● **TASK DIRECTIONS**
Output the line that contains "of the pale" and every line after it to the end of the entries, with nothing added or left out.
[Start of DATA FOR PROCESSING]
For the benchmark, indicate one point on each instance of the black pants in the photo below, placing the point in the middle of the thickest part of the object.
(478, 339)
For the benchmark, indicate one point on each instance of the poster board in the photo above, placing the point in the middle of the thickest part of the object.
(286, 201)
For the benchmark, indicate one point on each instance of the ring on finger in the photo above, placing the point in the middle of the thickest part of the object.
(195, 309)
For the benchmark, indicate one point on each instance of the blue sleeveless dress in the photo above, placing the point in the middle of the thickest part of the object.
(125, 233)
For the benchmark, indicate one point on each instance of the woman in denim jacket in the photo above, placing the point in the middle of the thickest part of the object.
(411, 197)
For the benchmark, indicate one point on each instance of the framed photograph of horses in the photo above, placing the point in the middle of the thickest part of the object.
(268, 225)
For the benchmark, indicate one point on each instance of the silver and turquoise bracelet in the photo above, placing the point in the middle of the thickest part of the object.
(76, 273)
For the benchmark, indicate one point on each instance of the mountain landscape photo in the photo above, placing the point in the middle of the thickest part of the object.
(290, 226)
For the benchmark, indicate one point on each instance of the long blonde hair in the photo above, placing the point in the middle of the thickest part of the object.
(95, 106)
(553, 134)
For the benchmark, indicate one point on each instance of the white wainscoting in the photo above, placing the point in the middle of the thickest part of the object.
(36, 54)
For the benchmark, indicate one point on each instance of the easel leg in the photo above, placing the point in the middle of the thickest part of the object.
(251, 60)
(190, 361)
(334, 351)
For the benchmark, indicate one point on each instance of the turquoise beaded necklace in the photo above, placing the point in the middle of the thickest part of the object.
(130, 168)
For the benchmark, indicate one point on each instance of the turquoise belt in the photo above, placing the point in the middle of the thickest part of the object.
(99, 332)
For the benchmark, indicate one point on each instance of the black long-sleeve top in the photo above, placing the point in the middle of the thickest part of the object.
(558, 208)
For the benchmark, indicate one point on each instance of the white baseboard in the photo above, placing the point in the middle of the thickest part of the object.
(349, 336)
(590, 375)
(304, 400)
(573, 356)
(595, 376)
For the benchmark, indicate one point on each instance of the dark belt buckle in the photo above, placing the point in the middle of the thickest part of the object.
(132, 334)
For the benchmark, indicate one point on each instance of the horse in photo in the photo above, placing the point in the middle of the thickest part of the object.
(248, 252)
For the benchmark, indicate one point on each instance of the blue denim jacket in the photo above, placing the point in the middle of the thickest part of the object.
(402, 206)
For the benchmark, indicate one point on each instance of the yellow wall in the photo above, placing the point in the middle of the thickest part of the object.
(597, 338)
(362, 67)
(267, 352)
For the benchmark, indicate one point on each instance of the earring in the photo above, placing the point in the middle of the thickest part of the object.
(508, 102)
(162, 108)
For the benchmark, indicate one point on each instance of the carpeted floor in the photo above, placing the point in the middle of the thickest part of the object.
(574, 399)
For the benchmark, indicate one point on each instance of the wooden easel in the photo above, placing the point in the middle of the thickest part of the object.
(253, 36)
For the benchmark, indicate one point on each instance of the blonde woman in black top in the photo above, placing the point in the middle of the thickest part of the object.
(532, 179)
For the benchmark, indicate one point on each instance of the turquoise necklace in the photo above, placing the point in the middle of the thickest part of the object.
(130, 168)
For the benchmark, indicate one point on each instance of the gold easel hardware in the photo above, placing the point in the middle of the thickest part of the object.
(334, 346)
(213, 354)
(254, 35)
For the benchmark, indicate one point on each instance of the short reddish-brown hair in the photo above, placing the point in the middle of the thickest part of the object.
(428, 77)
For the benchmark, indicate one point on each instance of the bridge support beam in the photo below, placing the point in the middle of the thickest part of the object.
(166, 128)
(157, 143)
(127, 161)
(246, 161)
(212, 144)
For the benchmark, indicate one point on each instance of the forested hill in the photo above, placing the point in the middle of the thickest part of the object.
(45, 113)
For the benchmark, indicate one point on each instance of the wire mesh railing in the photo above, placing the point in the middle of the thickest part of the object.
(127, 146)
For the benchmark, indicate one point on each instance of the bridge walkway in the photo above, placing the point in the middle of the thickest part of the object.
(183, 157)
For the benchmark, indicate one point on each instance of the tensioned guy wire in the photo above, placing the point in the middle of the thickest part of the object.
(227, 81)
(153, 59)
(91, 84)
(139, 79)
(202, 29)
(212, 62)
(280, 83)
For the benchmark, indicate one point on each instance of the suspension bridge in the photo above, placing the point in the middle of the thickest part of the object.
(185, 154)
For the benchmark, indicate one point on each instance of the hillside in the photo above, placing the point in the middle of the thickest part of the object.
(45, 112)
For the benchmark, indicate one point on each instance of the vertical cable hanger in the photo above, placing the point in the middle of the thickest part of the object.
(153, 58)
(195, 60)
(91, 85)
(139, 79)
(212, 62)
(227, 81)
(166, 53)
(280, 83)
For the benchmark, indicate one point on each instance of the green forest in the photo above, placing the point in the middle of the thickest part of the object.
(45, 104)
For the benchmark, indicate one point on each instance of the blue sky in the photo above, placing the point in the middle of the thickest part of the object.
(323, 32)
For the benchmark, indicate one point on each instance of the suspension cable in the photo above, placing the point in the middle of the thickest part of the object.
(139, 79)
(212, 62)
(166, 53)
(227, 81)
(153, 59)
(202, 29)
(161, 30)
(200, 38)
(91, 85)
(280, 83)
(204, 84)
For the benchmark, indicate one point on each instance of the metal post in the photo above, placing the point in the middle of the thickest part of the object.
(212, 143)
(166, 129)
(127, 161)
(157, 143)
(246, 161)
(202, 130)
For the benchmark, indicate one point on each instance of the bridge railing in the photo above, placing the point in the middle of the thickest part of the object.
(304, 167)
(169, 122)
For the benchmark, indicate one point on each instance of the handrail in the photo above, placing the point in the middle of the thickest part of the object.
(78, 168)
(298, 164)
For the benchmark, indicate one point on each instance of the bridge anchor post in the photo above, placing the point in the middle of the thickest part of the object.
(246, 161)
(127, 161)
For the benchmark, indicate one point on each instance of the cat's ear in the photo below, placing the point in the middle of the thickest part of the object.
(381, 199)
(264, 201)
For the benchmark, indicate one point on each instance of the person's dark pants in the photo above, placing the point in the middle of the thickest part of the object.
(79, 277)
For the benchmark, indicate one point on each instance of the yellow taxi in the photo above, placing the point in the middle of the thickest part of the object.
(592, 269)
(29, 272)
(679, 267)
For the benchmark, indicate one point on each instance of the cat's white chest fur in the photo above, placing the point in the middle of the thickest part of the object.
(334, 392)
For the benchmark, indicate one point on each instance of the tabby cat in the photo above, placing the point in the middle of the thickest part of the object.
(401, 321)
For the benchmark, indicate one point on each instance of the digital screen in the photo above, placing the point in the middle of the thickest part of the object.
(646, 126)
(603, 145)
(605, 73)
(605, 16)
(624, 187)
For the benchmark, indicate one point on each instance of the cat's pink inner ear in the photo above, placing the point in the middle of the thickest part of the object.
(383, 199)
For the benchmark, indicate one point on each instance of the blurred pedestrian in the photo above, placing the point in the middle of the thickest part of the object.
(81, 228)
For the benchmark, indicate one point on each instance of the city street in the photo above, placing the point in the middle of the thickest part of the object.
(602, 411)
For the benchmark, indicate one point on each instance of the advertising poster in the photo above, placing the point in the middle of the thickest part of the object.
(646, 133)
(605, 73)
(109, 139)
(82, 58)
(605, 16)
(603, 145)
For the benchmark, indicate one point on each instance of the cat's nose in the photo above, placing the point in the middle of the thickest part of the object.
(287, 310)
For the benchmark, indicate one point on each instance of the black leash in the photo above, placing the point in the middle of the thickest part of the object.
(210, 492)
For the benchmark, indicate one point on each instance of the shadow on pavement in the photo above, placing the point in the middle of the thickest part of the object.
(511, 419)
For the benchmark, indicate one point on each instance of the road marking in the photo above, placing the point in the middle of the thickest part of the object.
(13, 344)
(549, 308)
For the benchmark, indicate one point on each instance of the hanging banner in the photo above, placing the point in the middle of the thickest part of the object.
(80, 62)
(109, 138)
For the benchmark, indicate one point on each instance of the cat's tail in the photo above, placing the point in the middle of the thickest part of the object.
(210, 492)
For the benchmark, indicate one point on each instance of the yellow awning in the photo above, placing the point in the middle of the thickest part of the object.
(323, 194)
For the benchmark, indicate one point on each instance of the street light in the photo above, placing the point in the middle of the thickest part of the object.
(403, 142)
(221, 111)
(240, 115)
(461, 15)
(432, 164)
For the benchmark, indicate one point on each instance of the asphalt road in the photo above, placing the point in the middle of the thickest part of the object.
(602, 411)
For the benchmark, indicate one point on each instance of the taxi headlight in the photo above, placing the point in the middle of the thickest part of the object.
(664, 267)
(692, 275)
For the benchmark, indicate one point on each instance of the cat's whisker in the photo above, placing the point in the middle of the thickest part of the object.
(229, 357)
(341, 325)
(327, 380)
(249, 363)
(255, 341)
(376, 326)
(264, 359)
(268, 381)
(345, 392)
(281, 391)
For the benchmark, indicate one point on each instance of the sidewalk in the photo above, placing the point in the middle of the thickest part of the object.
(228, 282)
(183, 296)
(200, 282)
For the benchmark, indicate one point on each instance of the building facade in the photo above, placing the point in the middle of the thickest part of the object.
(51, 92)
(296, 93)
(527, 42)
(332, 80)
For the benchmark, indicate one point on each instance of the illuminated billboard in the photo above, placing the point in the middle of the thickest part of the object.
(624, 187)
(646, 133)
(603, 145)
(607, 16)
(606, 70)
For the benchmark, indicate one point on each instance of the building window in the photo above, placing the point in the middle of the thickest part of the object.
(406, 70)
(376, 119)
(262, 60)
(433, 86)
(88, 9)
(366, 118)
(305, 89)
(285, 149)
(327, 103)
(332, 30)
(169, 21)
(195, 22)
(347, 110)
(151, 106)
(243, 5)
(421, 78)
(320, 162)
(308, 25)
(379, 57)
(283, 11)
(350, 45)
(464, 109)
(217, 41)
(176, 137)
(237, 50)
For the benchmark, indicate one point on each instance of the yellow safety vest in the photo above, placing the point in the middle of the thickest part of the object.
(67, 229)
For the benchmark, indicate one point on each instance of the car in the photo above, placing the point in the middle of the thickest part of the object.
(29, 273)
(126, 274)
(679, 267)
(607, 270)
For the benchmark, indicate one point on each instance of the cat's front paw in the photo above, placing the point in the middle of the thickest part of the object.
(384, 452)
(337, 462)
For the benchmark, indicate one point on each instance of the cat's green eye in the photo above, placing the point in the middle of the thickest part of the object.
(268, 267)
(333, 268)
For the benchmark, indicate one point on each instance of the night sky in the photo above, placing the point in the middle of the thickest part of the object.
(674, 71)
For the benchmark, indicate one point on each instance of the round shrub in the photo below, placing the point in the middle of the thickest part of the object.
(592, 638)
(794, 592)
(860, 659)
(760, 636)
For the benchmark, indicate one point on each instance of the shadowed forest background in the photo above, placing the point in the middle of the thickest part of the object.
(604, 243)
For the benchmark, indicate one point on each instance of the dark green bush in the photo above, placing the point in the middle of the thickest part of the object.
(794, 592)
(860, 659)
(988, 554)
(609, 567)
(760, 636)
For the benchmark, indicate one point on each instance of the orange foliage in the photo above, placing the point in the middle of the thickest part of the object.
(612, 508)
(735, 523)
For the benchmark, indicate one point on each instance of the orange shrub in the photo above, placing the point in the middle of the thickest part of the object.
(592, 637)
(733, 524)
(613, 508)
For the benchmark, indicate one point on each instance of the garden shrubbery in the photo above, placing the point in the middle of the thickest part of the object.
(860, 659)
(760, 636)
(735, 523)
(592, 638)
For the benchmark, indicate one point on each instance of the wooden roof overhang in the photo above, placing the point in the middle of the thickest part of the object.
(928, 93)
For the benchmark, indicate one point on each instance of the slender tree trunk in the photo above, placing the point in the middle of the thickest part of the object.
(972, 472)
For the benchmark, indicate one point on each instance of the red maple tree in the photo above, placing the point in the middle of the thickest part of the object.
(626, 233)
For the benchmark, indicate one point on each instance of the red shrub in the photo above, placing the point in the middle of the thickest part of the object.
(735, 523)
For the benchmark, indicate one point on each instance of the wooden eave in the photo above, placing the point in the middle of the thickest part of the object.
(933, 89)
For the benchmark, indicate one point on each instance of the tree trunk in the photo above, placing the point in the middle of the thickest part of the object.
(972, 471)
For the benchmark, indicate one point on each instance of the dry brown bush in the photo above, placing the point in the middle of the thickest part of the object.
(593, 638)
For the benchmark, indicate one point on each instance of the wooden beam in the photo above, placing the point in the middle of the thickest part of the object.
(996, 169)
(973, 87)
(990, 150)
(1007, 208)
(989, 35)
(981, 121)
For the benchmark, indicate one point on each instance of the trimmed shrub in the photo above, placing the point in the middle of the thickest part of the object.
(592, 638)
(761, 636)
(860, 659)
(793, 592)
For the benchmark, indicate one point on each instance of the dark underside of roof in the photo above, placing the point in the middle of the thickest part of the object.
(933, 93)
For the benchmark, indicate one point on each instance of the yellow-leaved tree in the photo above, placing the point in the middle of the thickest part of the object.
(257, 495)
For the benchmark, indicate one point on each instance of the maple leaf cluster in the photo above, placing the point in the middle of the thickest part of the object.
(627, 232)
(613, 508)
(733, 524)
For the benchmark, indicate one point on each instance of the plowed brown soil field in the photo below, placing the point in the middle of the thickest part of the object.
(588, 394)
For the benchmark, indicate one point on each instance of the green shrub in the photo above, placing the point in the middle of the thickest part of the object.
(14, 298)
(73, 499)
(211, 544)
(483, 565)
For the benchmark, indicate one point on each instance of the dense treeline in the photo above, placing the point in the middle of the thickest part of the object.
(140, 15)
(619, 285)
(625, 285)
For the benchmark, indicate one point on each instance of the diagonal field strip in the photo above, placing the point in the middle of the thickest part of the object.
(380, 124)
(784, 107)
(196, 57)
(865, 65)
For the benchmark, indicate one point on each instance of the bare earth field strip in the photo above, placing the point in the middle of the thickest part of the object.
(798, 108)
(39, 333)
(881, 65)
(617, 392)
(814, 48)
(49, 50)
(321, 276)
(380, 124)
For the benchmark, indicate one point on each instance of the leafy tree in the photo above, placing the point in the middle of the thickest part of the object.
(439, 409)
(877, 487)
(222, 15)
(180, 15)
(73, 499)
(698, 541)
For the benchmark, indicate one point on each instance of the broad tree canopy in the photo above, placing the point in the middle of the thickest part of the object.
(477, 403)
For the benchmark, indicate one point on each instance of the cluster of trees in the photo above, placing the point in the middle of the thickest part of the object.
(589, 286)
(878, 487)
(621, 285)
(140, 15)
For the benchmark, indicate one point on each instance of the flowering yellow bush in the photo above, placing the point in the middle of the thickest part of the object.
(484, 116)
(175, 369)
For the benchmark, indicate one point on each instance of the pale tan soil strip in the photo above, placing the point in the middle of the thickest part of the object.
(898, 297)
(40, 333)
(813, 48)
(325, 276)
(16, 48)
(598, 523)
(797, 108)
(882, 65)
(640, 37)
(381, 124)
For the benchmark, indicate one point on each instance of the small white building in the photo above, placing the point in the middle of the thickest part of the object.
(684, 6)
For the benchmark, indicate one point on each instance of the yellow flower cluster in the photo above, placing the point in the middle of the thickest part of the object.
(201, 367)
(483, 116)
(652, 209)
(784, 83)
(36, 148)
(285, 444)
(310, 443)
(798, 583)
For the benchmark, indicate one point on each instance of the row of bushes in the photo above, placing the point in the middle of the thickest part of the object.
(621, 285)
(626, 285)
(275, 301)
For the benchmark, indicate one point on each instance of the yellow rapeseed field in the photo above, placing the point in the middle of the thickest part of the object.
[End of DATA FOR PROCESSING]
● **RESULT**
For the benchmark, indicate one point on each instance of the pale tan soil strip in the photo above, placing the point in the middle of the thickest part of the object.
(898, 297)
(40, 333)
(813, 48)
(325, 276)
(16, 48)
(598, 523)
(797, 108)
(882, 65)
(640, 37)
(381, 124)
For the benchmark, indicate one point on each instance of the small white building in the photo above, placing the point in the middle of the thickest part of the object.
(684, 6)
For the benchmark, indicate one point on each instance of the yellow flower cluster in the photo above, placing the point in the middle of the thickest part of the object.
(201, 367)
(483, 116)
(652, 209)
(784, 83)
(36, 148)
(285, 444)
(310, 443)
(798, 583)
For the benchmark, indicate one point on each instance of the row of bushes in the photo above, placing the point in the middle of the thickest part of the object.
(621, 285)
(626, 285)
(275, 301)
For the benchmark, indicate one point on each instance of the yellow rapeseed field in the photo above, placing the point in the middle of the thickest part of the object.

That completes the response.